## Given task
Show every line of the items below that contains the word "goal". Case counts, so only matches with the same capitalization qualify.

## Data

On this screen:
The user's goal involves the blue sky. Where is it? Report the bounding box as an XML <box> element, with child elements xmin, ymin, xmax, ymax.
==
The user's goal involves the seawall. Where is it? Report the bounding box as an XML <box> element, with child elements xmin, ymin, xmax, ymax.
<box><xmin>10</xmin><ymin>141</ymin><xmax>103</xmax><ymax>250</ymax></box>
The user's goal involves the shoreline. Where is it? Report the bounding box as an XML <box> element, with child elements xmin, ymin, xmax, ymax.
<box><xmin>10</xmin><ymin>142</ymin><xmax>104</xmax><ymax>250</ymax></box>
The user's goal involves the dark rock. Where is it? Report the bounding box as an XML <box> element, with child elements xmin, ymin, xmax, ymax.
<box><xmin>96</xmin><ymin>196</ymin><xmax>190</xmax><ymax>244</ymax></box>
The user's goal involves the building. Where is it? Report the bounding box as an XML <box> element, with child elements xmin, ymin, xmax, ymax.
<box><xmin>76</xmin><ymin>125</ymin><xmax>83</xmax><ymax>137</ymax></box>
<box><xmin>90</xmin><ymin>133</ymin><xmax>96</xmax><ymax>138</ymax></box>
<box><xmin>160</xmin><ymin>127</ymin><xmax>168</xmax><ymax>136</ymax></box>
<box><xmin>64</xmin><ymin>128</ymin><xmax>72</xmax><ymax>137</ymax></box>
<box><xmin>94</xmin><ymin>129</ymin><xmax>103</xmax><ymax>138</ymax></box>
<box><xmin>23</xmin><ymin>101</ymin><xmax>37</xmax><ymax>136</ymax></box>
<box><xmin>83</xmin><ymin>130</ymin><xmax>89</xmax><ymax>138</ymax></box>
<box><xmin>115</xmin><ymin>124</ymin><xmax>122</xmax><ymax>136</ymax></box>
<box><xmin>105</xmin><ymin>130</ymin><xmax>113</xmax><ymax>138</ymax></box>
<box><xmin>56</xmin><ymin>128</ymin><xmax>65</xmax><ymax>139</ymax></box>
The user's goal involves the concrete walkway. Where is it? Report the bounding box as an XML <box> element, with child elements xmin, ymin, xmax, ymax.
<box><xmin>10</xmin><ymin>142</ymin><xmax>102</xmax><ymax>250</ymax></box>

## Finished exercise
The user's goal involves the blue sky. Where is it? Report the bounding box as an XML <box> element, with child elements xmin, ymin, xmax, ymax.
The user's goal involves the seawall. Where is it? Report the bounding box as an XML <box> element, with child elements xmin, ymin, xmax, ymax.
The user's goal involves the shoreline. Where is it? Report the bounding box as an XML <box> element, with child elements xmin, ymin, xmax, ymax.
The user's goal involves the dark rock. Where is it? Report the bounding box as an XML <box> element, with child elements xmin, ymin, xmax, ymax.
The user's goal involves the building. Where is it? Report the bounding box as an XML <box> element, with child elements xmin, ymin, xmax, ymax.
The user's goal involves the concrete walkway. Where is it? Report the bounding box as an XML <box> element, with child elements xmin, ymin, xmax, ymax.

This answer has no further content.